▶ **Source document**:

** Begin **

# Downton Abbey on PBS



## mm2margaret (Dec 7, 2010)

No, there are no buildings blowing up, or wild car chases, just great drama. At the least, the first of these, season 1, was terrific. So, heads up! Starts on Sunday......


----------



## Generic (Dec 27, 2005)

I heard good things about this show. I will try it out. It is on Netflix streaming also.


----------



## mattack (Apr 9, 2001)

I presume you mean S1 is on netflix streaming, not S2, which is airing now?

(I don't have netflix streaming anymore, and I haven't watched this show, I've just seen it covered in the press.. and know S2 just premiered on PBS.)


----------



## MeInDallas (Jul 31, 2011)

Season 2 is over now and out on Bluray and DVD. Season 3 begins the end of 2012. Both seasons were great and I do recommended them HIGHLY!

(Yes season 2 is re-airing on PBS now)


----------



## Merejane (Feb 28, 2004)

MeInDallas said:


> Season 2 is over now and out on Bluray and DVD.


On Amazon in the U.S., the Season 2 DVD is not available until February 7, 2012. Is there somewhere else that it can be purchased now?


----------



## jakerock (Dec 9, 2002)

Watched the first episode of the new season and was excited about the new season. My wife was relating all the stuff "we'd" seen last season but I only remembered a little of it then realized I was confusing it with Upstairs/Downstairs. Doh. But I watched it and liked it.


----------



## Welshdog (Jan 4, 2005)

Season 2 is over in Great Britain. Just started airing in the US.


----------



## MeInDallas (Jul 31, 2011)

Merejane said:


> On Amazon in the U.S., the Season 2 DVD is not available until February 7, 2012. Is there somewhere else that it can be purchased now?


Oh yeah I just seen that on PBS.com when I looked. I have a friend that lives in the UK and he copied the DVD's and sent to me. I didnt know it wasnt available in the USA until 2/7/12 yet, sorry. They got them in November 2011 in the UK and he sent them to me for Christmas.


----------



## mattack (Apr 9, 2001)

You do realize that's illegal, right?


----------



## MeInDallas (Jul 31, 2011)

mattack said:


> You do realize that's illegal, right?


You're not telling me anything I dont already know.


----------

** End **

▶ **Data**:

** Begin **

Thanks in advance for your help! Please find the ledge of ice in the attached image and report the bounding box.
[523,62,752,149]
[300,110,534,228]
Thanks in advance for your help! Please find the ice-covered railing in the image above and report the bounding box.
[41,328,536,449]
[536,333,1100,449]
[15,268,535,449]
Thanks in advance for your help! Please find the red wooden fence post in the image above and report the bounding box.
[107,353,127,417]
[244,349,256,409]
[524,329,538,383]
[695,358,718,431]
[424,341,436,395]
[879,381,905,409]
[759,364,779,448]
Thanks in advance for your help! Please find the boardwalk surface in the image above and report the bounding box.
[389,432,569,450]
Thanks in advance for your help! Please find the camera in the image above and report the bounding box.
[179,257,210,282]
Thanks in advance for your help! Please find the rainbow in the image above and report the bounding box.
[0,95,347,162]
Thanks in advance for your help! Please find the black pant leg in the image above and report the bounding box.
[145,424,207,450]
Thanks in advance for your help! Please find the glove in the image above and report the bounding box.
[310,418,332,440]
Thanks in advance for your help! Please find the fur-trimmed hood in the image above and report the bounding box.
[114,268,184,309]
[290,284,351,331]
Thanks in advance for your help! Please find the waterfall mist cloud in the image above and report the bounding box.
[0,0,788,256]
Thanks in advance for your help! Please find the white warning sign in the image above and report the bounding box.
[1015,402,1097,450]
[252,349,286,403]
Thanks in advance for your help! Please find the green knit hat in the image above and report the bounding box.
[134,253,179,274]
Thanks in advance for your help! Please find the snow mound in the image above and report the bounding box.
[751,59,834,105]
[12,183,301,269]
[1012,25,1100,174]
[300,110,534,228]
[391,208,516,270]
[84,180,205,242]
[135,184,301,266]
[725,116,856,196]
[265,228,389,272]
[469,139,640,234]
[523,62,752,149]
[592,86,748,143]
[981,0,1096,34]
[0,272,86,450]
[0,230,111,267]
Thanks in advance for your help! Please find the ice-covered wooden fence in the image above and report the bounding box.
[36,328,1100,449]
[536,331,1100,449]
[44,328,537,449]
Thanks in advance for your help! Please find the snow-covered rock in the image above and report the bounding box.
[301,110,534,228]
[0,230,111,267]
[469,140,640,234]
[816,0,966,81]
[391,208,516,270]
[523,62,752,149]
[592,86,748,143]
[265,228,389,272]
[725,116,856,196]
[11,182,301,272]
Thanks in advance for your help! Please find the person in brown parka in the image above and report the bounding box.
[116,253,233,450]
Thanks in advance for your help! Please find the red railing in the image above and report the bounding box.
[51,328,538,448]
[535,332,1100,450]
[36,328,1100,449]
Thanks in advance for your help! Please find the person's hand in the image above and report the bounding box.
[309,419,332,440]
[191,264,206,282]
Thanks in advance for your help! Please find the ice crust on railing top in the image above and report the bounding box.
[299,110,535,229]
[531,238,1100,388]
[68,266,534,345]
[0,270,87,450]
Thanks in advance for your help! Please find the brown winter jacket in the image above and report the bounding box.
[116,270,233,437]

** End **

▶ **To be done**:
1 – Set down verbatim the passage of the Downton Abbey thread above, from "## Generic (Dec" up to and including "premiered on PBS.)".
2 – According to the Downton Abbey thread above, on what date does the Season 2 DVD become available on Amazon in the U.S.?

▶ **Outputs by task**:
1 –
## Generic (Dec 27, 2005)

I heard good things about this show. I will try it out. It is on Netflix streaming also.


----------



## mattack (Apr 9, 2001)

I presume you mean S1 is on netflix streaming, not S2, which is airing now?

(I don't have netflix streaming anymore, and I haven't watched this show, I've just seen it covered in the press.. and know S2 just premiered on PBS.)

2 – February 7, 2012.